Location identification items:
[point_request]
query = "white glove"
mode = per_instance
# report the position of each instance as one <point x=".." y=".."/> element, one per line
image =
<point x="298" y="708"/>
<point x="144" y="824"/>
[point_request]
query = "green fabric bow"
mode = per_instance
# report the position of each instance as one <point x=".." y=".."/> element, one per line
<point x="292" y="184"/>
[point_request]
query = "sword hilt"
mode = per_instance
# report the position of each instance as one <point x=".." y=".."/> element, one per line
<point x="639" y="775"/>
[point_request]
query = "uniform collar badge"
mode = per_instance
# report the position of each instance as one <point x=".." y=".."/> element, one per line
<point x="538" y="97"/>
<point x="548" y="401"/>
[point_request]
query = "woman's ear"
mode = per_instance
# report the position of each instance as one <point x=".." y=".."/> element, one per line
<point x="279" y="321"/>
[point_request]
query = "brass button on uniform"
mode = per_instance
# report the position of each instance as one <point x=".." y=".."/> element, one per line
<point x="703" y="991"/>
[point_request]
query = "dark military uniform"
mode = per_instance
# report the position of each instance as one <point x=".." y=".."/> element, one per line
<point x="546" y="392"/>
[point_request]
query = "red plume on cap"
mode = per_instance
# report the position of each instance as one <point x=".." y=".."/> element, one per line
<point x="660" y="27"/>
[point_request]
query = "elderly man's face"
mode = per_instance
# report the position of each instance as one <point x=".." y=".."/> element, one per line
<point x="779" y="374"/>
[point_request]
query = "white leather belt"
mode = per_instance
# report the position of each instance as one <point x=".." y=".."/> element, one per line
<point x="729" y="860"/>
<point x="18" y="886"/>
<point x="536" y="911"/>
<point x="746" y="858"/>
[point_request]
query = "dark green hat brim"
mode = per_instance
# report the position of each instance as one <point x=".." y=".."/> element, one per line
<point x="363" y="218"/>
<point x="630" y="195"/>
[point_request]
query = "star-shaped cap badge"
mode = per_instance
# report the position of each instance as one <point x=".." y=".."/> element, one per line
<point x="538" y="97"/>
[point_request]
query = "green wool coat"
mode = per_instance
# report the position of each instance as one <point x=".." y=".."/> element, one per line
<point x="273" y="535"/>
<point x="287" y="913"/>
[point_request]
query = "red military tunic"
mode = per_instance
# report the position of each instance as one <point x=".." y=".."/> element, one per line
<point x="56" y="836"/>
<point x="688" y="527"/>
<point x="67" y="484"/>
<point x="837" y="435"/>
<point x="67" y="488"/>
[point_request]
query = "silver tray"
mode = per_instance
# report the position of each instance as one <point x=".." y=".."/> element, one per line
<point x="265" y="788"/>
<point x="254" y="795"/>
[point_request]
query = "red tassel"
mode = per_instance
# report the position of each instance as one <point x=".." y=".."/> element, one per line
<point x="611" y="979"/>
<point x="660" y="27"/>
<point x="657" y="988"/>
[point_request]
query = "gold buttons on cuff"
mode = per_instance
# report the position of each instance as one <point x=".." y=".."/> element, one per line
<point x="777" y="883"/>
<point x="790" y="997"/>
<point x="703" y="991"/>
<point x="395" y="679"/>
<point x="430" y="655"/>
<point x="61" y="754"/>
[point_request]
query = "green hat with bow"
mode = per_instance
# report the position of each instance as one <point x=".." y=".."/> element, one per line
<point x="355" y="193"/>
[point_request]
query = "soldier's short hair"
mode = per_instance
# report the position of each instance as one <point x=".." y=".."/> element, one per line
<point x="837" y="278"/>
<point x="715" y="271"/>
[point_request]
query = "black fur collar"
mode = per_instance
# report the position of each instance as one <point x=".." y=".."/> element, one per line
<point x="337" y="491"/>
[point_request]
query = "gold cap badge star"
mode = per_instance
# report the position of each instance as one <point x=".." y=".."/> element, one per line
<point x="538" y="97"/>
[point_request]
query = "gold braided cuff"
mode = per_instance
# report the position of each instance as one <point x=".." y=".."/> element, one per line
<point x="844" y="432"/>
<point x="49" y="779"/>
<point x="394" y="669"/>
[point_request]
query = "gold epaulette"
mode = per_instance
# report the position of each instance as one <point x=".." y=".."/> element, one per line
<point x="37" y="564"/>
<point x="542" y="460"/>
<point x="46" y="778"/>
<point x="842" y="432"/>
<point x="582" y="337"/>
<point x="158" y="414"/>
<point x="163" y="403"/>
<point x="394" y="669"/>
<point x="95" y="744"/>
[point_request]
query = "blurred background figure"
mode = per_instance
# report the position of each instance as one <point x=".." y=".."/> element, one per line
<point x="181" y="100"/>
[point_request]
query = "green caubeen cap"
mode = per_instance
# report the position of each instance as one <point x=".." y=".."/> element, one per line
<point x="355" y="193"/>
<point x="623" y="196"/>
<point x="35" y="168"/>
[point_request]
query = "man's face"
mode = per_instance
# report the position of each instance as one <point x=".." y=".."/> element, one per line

### What is expected
The records above should be repeated in full, exactly as given.

### Answer in full
[point_request]
query = "white glove"
mode = per_instance
# report the position of each instance as one <point x=".." y=".."/> element, one per line
image =
<point x="298" y="708"/>
<point x="144" y="824"/>
[point_request]
query = "green fabric bow"
mode = per_instance
# report the position of each instance as one <point x=".." y=".."/> element, one per line
<point x="292" y="184"/>
[point_request]
query = "sword hilt"
mode = per_instance
# report the position of each instance as one <point x=".." y=".."/> element, one per line
<point x="639" y="775"/>
[point_request]
query = "uniform collar badge"
mode = per_instance
# report the position of each instance as one <point x=".." y=".."/> element, one per line
<point x="538" y="97"/>
<point x="548" y="401"/>
[point_request]
query = "woman's ear"
mode = per_instance
# report the position of each instance as one <point x=".." y=".."/> element, one per line
<point x="279" y="321"/>
[point_request]
query = "brass button on uniform"
mode = per_instance
# report the position of each instance as one <point x=".." y=".."/> element, one per line
<point x="703" y="991"/>
[point_request]
query = "dark military uniform"
mode = per_instance
# report the position of each instance as one <point x=".." y=".."/> element, one per line
<point x="546" y="392"/>
[point_request]
query = "red plume on cap"
mode = per_instance
# report the position of each instance as one <point x=".." y=".."/> element, one per line
<point x="660" y="27"/>
[point_request]
query = "elderly man's face"
mode = per_instance
# report the position of each instance as one <point x=".." y=".."/> element, one per line
<point x="779" y="374"/>
[point_request]
query = "white leather belt"
mode = per_instance
# report the position of each instance as one <point x=".." y=".."/> element, one per line
<point x="729" y="860"/>
<point x="18" y="886"/>
<point x="536" y="911"/>
<point x="746" y="858"/>
[point_request]
query = "dark green hat brim"
mode = per_instance
# report the position of each instance as one <point x=".." y=".."/> element, one per line
<point x="363" y="218"/>
<point x="630" y="195"/>
[point_request]
query = "star-shaped cap badge"
mode = per_instance
# report the position of each instance as one <point x=".." y=".."/> element, one per line
<point x="538" y="97"/>
[point_request]
query = "green wool coat"
mode = per_instance
# report the position of each instance as one <point x=".." y=".."/> element, one per line
<point x="273" y="535"/>
<point x="287" y="913"/>
[point_request]
query = "red military tunic"
mode = per_instance
# report the position of each instance as one <point x=".." y=".."/> element, one per line
<point x="56" y="836"/>
<point x="688" y="527"/>
<point x="67" y="484"/>
<point x="837" y="435"/>
<point x="67" y="488"/>
[point_request]
query = "silver tray"
mode = per_instance
# report the position of each instance as one <point x=".." y=".."/> element, one per line
<point x="265" y="788"/>
<point x="254" y="795"/>
[point_request]
query = "red tassel"
mode = per_instance
# report the position of each instance as one <point x=".." y=".."/> element, one per line
<point x="611" y="979"/>
<point x="660" y="27"/>
<point x="657" y="988"/>
[point_request]
query = "gold buttons on cuff"
mode = per_instance
# report the position of each instance as one <point x=".." y=".."/> element, one per line
<point x="777" y="883"/>
<point x="790" y="997"/>
<point x="703" y="991"/>
<point x="395" y="679"/>
<point x="430" y="655"/>
<point x="61" y="754"/>
[point_request]
query = "green hat with bow"
mode = per_instance
# report the position of each instance as one <point x=".." y=".."/> element, one per line
<point x="355" y="193"/>
[point_request]
query = "soldier's short hair"
mode = per_instance
# report the position of each instance as one <point x=".." y=".."/> element, one per line
<point x="837" y="278"/>
<point x="715" y="271"/>
[point_request]
query = "black fur collar"
mode = per_instance
# report the position of each instance as one <point x=".." y=".."/> element, one per line
<point x="337" y="491"/>
[point_request]
query = "gold cap badge star"
mode = per_instance
# report the position of each instance as one <point x=".." y=".."/> element, one per line
<point x="538" y="97"/>
[point_request]
query = "gold braided cuff"
mode = per_instance
# report the position of each instance as one <point x=".." y=".."/> element, one per line
<point x="844" y="432"/>
<point x="49" y="779"/>
<point x="394" y="669"/>
[point_request]
query = "gold epaulette"
mode = per_instance
# report the position of each instance as one <point x=".." y=".."/> element, one per line
<point x="37" y="564"/>
<point x="542" y="460"/>
<point x="46" y="778"/>
<point x="842" y="432"/>
<point x="582" y="337"/>
<point x="158" y="414"/>
<point x="163" y="403"/>
<point x="394" y="669"/>
<point x="95" y="744"/>
[point_request]
query = "blurred background figure"
mode = per_instance
# report the position of each instance as one <point x=".." y=".."/> element, one per line
<point x="181" y="100"/>
[point_request]
query = "green caubeen cap"
mode = per_instance
# report the position of each instance as one <point x=".." y=".."/> element, one per line
<point x="355" y="193"/>
<point x="623" y="196"/>
<point x="35" y="168"/>
[point_request]
query = "man's face"
mode = per_instance
# report the position of each instance as one <point x=".." y=".."/> element, one per line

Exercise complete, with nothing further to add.